(Records drawn from a dataset)
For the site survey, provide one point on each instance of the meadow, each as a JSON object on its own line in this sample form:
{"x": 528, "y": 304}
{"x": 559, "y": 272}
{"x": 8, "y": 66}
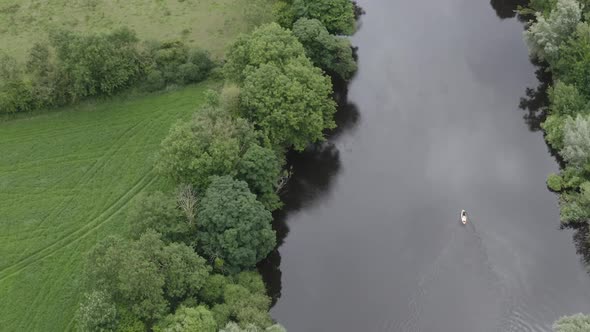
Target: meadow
{"x": 67, "y": 179}
{"x": 209, "y": 24}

# EXERCISE AIM
Set the pictures aside and transcribe the data above exactly.

# FINISHED TASK
For the site survey, provide one point on each instance of the meadow, each as a JSON object on its own line in this sample form:
{"x": 528, "y": 304}
{"x": 559, "y": 272}
{"x": 8, "y": 66}
Target: meadow
{"x": 67, "y": 179}
{"x": 209, "y": 24}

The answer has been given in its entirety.